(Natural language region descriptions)
——

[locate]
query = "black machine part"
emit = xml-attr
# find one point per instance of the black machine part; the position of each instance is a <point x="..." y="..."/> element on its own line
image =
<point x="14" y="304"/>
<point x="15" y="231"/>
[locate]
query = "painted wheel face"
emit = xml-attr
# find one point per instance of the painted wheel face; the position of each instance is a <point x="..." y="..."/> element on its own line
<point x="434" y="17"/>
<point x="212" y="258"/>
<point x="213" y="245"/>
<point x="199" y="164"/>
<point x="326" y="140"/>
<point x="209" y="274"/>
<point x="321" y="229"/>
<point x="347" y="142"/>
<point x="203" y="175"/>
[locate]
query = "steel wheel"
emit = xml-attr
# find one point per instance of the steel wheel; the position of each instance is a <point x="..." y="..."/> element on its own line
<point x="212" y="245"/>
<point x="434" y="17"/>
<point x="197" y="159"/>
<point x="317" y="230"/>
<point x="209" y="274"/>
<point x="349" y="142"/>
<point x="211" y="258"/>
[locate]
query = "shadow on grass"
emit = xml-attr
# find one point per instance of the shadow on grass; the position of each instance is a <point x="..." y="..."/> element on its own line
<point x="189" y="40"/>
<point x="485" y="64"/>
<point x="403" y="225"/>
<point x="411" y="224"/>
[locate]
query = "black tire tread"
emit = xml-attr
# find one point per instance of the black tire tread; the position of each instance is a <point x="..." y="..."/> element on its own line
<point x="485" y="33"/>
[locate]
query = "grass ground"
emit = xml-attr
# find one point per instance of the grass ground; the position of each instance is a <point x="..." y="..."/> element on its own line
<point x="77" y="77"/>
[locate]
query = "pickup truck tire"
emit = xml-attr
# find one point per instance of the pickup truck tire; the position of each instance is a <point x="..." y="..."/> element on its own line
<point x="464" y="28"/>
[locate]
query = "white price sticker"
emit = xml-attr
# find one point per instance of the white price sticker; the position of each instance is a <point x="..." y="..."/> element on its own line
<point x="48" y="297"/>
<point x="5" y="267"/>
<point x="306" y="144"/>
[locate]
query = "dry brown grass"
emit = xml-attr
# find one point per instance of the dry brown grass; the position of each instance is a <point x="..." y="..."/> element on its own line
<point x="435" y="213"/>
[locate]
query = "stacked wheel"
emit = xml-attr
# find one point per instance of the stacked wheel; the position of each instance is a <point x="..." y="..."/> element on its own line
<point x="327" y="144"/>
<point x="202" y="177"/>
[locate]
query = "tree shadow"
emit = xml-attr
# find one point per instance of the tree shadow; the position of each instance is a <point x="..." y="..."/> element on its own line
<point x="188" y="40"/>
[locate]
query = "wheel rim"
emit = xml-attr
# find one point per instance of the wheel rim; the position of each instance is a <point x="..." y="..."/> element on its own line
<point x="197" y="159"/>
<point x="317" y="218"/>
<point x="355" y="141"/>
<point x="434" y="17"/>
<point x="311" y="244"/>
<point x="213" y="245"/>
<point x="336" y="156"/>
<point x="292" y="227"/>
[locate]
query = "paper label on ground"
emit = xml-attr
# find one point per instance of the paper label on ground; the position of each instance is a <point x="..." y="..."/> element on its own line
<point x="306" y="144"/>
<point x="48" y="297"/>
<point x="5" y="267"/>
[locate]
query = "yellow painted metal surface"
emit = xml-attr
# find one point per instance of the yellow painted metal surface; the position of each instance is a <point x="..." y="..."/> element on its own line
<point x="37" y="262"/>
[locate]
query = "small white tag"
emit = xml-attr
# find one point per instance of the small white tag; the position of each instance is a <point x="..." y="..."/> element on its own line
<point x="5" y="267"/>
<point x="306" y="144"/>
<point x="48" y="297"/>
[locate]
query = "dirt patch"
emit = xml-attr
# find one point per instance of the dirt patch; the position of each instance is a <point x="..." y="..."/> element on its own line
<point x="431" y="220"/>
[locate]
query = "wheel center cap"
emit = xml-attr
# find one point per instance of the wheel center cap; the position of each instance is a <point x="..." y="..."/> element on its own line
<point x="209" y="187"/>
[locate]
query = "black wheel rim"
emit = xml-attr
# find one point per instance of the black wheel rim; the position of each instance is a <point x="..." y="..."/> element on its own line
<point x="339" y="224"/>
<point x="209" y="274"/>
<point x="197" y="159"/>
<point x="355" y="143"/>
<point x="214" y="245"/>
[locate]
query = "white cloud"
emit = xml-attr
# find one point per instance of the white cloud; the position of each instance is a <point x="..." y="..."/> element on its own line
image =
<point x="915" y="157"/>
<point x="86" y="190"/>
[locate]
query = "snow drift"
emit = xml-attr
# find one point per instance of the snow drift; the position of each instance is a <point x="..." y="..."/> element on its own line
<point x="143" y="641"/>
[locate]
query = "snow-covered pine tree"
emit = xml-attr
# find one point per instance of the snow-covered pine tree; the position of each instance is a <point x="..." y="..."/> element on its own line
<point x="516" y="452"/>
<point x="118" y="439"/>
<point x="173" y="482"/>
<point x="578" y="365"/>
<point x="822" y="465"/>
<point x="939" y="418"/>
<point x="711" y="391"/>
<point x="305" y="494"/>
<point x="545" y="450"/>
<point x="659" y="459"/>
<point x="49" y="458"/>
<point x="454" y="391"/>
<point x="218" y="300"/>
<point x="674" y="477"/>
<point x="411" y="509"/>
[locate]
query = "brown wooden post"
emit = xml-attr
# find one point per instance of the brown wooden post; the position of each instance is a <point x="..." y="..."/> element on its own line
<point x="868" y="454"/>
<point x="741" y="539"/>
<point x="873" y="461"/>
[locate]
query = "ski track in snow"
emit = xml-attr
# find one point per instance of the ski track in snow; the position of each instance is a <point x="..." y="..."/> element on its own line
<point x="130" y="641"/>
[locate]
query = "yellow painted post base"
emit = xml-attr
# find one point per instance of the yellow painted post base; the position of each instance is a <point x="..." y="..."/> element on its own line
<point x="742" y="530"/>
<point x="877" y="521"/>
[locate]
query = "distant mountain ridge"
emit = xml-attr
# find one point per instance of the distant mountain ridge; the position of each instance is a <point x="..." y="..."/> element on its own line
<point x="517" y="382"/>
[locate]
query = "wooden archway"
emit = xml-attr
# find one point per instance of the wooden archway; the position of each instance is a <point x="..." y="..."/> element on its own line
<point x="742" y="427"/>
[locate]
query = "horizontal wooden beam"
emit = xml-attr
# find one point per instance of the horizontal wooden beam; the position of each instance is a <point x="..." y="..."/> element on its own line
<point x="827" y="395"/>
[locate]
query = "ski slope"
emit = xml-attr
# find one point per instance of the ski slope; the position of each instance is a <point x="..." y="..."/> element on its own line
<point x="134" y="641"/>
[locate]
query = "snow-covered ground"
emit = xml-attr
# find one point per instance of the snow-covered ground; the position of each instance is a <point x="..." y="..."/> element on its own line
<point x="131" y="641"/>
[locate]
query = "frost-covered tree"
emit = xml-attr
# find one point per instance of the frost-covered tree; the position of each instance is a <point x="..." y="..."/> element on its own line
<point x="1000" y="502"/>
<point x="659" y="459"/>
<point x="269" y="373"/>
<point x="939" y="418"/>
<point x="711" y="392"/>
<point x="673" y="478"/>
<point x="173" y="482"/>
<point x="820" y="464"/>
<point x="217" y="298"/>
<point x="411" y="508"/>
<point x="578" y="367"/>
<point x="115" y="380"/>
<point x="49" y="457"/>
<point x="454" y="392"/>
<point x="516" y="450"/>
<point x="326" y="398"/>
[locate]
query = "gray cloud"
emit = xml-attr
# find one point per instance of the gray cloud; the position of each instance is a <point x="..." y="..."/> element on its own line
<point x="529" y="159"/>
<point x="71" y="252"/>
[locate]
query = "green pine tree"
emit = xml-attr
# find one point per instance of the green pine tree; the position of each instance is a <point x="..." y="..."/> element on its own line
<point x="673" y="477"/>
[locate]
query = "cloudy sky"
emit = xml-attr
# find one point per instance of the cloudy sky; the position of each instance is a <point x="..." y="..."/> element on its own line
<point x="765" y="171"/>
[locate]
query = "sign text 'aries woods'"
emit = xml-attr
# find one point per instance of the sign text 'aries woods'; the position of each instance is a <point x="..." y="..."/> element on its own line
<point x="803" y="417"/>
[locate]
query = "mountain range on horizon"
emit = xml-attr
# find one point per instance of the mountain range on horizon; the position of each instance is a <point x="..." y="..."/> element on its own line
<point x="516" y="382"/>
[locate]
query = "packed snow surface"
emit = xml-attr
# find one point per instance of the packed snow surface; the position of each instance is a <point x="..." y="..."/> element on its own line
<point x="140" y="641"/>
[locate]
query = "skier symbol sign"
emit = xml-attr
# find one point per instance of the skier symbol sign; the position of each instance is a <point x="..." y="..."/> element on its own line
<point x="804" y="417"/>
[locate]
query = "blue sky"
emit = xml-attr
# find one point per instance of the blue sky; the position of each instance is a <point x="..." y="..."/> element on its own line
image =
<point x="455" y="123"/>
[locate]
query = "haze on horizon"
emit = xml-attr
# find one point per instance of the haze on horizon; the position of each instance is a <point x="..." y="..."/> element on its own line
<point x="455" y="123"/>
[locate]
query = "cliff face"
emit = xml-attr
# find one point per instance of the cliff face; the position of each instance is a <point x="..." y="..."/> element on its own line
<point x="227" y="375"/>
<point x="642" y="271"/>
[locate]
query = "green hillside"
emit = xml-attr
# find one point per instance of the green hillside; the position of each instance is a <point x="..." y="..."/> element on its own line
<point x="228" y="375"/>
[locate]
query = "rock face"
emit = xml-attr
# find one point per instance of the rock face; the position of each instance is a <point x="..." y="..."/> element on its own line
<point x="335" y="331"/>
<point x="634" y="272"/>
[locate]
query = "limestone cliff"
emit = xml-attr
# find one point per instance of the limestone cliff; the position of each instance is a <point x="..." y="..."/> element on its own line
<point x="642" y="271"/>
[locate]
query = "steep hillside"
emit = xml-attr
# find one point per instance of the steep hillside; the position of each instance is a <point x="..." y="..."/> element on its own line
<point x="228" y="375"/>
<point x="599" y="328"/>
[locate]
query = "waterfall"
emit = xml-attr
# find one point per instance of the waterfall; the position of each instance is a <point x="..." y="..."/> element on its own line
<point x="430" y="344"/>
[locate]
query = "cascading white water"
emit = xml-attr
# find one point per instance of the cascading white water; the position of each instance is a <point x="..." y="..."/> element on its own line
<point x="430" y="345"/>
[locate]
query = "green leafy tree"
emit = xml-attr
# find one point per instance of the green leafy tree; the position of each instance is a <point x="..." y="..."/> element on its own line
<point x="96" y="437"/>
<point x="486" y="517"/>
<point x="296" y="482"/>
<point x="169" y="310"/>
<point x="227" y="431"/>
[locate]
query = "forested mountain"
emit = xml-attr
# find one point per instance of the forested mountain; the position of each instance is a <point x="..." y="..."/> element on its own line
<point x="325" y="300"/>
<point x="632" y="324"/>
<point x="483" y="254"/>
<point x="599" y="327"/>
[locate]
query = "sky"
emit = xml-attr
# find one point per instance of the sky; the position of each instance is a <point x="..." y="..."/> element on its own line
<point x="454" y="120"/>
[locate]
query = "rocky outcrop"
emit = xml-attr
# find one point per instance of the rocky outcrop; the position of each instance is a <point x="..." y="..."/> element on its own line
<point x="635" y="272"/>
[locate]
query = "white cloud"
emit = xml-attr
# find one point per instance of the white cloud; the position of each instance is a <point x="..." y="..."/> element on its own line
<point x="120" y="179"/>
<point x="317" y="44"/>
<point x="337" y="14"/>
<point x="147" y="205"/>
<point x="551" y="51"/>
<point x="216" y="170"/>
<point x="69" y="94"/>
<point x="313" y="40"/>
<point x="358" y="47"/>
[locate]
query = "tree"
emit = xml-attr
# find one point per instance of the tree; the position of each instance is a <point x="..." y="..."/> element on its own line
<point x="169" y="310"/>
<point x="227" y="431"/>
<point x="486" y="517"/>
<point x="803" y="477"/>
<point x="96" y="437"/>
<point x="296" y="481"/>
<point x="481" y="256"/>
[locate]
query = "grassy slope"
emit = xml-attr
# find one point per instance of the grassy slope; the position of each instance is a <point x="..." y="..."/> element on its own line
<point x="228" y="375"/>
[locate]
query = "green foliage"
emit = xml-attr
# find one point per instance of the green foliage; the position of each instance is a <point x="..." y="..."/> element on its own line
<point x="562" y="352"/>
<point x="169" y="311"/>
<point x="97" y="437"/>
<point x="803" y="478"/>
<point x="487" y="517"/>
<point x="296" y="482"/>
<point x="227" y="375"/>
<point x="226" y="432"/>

——

■ Exercise prompt
Each line above that includes the word "blue" is to be copied.

■ Solved exercise
query = "blue sky"
# find one point per instance of the blue sky; the position of each instance is a <point x="..." y="..."/> element on its own line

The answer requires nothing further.